**The task**
Please swap "marker" for "point" in the stretch of material from the line containing "of the gravel" through the end, keeping everything else unchanged. Give back only that stretch.

**Records supplied**

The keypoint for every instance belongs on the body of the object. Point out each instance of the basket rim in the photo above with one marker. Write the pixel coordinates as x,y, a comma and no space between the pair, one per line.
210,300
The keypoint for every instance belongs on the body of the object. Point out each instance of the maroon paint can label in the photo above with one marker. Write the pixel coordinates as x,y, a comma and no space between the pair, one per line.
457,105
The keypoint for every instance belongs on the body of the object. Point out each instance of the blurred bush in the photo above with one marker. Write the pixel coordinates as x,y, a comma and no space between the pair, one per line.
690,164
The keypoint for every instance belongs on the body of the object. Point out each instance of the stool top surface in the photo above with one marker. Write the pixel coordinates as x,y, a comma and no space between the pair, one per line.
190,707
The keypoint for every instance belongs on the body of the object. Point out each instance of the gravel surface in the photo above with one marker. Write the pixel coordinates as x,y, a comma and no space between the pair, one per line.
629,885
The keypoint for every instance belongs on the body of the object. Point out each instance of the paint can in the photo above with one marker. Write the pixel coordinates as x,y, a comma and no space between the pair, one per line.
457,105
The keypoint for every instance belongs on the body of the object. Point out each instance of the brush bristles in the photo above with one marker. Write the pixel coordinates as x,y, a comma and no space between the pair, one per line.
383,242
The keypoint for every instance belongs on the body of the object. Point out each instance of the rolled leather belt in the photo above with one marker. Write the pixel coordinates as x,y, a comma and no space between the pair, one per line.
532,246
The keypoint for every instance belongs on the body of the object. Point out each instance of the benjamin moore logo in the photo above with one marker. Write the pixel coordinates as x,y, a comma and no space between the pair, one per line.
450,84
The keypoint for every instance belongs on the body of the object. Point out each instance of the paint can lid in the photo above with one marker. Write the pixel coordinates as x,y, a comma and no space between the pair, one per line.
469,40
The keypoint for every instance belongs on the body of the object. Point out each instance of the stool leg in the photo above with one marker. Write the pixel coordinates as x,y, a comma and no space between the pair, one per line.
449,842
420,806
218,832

**Result of this exercise**
The keypoint for every instance belongs on the body of the object. Point out each instance of the gravel surface in the photo above with one point. Write the pixel coordinates as x,y, a comma and no space between the pair, one per line.
629,885
The keypoint for every instance belongs on the body of the object. Point out each instance of the paint can in the photo above with one point. Write the pixel coordinates as x,y, a comma and no space between the pair, one per line.
457,105
The keypoint for every instance belongs on the body of the object. Point out each instance of the brush bristles in the photo above with one point. Write the pixel coordinates as x,y, a comma and no space between the pair, one per line.
383,242
The keypoint for every instance belongs on the body of the object. Point out each instance of the rolled leather belt in the photo above with one point. Write the pixel coordinates as x,y, a comma and no space between the pair, one per line.
532,246
The keypoint for every instance belongs on the body of the object. Point out each instance of the benjamin moore logo in the photo above with one point. Write the pixel coordinates as x,y, a comma and no space between the pair, one per line.
450,84
The keypoint for every instance belongs on the body of the object. Point out each instance of the paint can lid in the photo above with one point. Write the pixel coordinates as x,y, a comma and no space between the pair, one per line.
469,40
The keypoint for every instance belongs on the body of the object. Point out each instance of the stool leg in the photo above with one point. Write the pixel coordinates as x,y, a comma and no space between the pair, one per line.
449,842
420,806
218,832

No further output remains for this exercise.